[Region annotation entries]
>>
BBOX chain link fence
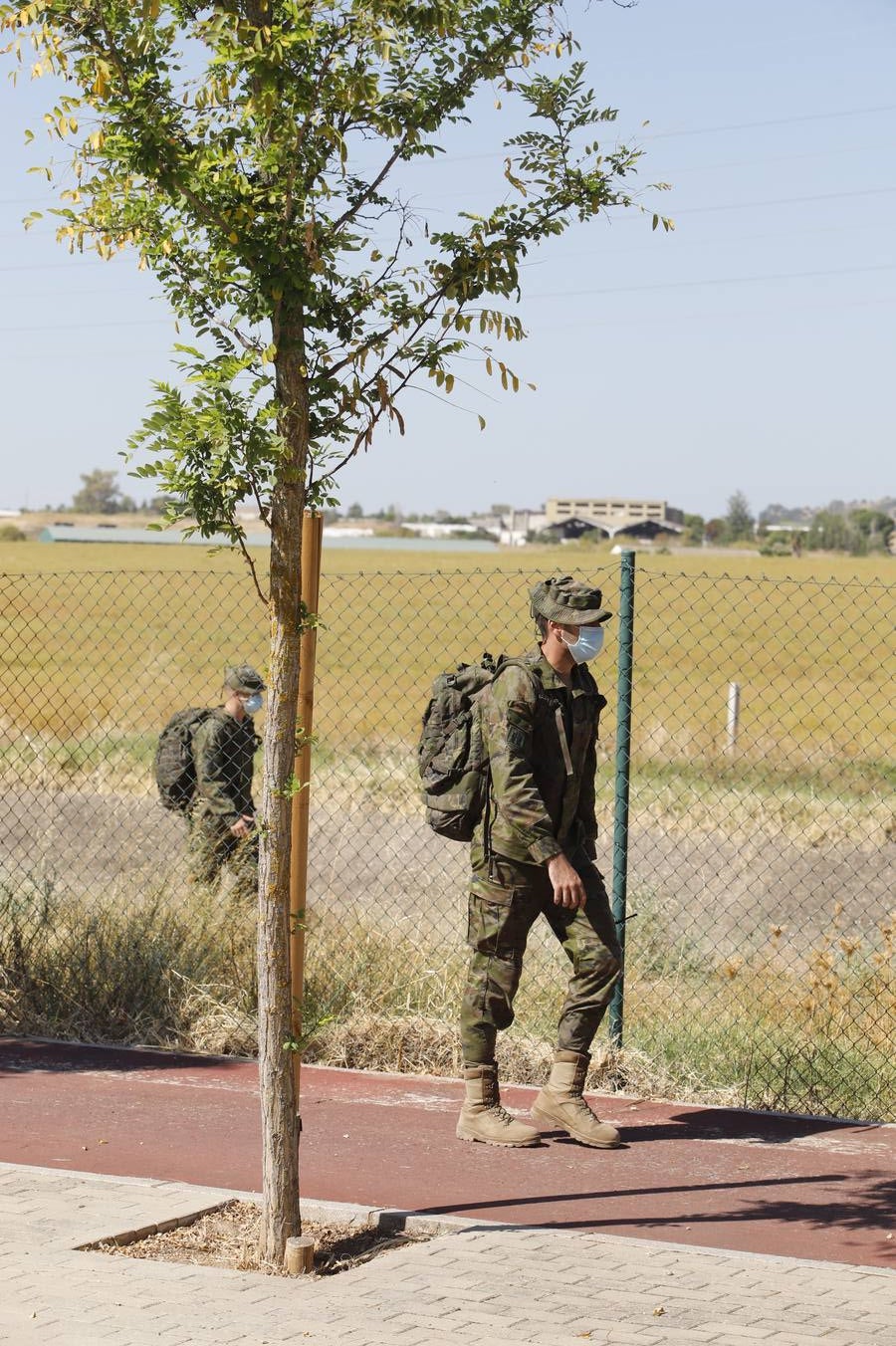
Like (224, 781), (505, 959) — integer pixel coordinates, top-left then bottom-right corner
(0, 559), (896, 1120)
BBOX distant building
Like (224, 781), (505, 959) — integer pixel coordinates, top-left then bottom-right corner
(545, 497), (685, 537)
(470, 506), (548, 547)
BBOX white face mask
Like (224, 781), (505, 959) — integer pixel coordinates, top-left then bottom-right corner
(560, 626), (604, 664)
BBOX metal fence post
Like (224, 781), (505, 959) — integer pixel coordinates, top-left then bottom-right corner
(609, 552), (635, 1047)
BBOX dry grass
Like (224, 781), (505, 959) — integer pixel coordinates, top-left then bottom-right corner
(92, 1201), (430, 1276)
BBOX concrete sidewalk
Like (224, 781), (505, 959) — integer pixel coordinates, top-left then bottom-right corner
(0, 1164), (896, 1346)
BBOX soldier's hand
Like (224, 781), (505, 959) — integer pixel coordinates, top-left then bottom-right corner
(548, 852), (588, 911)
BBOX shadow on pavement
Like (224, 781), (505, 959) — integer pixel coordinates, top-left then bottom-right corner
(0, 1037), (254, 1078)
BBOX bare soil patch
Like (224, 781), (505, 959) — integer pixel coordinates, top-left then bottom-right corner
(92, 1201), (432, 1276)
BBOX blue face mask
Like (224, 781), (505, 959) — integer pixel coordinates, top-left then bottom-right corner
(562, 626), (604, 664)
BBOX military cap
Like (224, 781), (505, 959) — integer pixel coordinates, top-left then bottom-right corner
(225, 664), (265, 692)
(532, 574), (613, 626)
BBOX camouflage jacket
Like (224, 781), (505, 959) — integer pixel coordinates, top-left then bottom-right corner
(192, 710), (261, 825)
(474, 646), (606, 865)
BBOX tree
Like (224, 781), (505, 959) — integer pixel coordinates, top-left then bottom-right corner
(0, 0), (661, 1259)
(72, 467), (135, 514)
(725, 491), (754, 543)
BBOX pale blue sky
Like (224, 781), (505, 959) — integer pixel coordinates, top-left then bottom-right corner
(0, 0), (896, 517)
<<
>>
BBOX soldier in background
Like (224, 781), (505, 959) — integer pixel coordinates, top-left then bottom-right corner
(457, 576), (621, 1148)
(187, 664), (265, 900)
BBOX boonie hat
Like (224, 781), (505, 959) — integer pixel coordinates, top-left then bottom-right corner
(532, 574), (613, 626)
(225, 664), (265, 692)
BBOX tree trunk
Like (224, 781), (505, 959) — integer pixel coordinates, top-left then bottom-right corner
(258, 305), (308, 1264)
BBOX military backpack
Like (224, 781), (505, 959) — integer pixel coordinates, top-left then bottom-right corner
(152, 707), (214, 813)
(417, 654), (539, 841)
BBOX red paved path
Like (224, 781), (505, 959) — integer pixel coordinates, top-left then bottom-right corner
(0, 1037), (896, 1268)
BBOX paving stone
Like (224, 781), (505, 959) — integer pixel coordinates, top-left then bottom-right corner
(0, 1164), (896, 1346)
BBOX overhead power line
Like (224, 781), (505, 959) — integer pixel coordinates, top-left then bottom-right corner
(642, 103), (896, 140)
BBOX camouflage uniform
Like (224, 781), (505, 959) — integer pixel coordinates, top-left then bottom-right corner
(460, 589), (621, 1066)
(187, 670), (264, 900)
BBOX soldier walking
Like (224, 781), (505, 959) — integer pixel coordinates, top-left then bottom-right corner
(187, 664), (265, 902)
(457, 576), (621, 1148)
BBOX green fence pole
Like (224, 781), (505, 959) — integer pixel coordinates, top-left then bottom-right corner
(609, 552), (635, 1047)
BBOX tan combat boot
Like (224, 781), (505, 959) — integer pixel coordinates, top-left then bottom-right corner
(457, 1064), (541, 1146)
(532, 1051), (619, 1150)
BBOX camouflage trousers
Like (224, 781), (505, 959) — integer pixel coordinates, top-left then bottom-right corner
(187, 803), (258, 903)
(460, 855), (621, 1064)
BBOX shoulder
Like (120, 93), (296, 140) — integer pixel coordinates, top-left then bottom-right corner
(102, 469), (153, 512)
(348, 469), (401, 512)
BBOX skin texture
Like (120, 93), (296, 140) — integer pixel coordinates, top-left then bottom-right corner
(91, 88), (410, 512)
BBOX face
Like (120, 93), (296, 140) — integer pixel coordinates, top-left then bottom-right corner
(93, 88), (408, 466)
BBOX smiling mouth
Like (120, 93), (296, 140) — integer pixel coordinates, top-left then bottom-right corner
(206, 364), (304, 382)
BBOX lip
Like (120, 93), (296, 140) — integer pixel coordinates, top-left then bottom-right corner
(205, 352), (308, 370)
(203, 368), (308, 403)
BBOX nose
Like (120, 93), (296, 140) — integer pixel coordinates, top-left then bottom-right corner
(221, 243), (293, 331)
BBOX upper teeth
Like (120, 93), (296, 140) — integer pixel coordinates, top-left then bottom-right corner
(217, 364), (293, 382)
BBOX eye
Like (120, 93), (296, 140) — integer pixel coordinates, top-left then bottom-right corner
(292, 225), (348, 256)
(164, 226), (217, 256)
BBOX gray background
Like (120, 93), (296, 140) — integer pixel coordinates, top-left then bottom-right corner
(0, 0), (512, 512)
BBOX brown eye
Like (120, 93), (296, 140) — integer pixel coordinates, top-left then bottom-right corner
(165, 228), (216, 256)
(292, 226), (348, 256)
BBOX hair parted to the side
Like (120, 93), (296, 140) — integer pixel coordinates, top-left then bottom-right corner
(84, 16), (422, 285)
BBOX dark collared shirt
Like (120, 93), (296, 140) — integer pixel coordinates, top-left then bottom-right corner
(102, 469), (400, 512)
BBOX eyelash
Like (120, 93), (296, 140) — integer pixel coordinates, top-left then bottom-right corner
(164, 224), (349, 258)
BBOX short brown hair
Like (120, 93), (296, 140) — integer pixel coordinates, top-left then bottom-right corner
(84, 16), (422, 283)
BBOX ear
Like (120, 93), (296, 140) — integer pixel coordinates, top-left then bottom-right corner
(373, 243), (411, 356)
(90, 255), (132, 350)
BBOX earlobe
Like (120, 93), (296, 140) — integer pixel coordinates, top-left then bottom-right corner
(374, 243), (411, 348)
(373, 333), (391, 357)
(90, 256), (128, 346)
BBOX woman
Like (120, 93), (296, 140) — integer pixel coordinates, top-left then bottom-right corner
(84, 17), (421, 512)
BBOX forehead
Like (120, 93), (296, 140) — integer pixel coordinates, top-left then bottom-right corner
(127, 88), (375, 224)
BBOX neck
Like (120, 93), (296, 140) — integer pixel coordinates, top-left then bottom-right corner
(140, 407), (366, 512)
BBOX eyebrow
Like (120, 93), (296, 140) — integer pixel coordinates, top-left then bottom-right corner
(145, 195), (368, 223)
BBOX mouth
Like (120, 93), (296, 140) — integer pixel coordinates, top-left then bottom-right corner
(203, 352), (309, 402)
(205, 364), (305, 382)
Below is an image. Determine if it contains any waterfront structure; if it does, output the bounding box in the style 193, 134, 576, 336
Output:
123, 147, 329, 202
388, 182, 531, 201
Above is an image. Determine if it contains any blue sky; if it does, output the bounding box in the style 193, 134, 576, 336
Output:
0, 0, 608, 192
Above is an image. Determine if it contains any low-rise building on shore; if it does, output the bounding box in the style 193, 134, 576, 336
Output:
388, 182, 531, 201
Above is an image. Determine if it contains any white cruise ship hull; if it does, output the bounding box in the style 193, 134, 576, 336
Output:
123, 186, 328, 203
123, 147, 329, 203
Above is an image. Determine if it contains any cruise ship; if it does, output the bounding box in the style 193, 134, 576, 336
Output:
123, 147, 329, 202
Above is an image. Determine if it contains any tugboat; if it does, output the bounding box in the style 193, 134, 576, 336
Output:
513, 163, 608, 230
<<
>>
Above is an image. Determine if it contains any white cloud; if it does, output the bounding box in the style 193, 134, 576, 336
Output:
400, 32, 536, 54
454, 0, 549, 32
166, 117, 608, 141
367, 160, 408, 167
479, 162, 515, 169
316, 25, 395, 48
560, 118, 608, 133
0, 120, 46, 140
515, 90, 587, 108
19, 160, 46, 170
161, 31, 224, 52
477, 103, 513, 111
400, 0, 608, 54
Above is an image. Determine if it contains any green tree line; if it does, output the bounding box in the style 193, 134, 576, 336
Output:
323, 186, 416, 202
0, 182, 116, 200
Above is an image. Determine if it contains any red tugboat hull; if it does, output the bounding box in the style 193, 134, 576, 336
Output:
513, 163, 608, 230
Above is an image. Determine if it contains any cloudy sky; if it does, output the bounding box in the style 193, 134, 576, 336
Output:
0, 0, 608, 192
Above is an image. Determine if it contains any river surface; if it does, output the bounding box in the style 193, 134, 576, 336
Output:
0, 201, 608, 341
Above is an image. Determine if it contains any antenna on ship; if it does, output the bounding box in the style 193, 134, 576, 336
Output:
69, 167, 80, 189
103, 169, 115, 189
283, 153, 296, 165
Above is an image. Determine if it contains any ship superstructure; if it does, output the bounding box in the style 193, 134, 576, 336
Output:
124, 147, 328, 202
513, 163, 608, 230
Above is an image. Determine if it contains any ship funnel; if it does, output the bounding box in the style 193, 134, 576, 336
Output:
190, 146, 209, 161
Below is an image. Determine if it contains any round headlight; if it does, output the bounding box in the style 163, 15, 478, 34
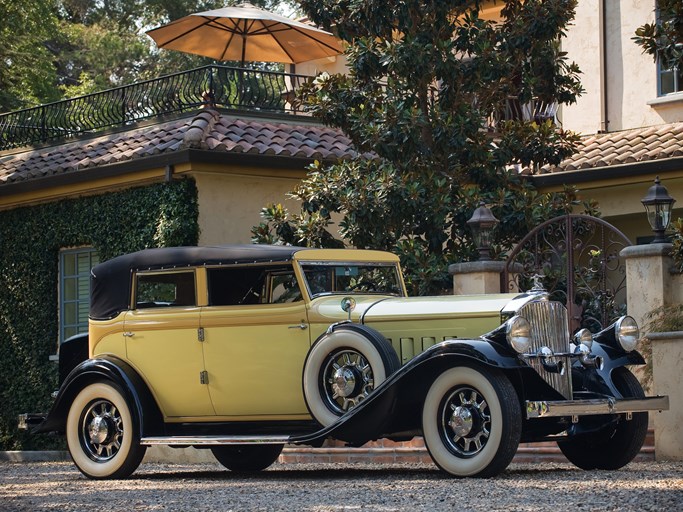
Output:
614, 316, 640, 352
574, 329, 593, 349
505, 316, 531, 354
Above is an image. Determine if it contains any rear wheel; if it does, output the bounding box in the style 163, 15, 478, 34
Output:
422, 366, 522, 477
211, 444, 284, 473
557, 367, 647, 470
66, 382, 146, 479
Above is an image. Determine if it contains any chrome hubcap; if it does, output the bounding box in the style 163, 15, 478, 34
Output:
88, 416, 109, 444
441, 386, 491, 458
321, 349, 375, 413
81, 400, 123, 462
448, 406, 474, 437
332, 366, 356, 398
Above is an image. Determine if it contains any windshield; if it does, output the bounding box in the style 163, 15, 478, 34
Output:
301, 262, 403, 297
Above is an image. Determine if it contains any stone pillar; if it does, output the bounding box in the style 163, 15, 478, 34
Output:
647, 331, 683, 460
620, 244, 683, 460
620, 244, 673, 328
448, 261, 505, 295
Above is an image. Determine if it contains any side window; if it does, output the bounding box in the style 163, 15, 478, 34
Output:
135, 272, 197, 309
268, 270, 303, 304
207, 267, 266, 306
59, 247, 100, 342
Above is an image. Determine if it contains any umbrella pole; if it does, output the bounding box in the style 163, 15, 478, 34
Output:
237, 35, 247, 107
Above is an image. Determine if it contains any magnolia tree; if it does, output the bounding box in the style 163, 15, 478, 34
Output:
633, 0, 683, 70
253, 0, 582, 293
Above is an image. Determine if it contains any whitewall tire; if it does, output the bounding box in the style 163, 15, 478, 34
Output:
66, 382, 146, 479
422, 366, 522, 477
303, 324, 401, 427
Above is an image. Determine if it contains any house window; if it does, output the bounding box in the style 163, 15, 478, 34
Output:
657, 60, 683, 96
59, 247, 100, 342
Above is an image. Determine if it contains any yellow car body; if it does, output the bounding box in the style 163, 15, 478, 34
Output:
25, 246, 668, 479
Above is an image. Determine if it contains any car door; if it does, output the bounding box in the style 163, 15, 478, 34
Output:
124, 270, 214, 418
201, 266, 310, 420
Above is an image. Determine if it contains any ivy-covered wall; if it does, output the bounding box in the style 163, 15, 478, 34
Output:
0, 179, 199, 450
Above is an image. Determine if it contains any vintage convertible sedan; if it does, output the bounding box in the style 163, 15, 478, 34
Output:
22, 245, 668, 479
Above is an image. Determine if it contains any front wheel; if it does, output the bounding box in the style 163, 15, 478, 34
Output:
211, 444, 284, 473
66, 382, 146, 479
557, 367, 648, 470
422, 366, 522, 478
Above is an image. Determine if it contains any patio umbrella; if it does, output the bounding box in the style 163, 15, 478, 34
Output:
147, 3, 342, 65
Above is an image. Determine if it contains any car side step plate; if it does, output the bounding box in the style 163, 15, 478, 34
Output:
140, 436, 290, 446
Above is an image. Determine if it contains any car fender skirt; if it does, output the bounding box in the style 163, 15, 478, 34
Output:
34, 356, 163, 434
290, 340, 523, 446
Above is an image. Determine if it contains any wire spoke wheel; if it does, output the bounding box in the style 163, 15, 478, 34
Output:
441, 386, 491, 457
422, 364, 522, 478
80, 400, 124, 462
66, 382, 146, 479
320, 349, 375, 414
<<
- **Request**
Rewrite the rows above from the line that has "Above is an image. Determine if it contains any vintage" through the line that has "22, 245, 668, 479", keeping the request lines as they are and raising every bounding box coordinate in the answers by 21.

- **Solution to this exercise**
Above is an image. Determine if it contains any vintage convertible sedan; if it does, output the bounding box in the style 163, 15, 478, 34
Output:
43, 266, 689, 500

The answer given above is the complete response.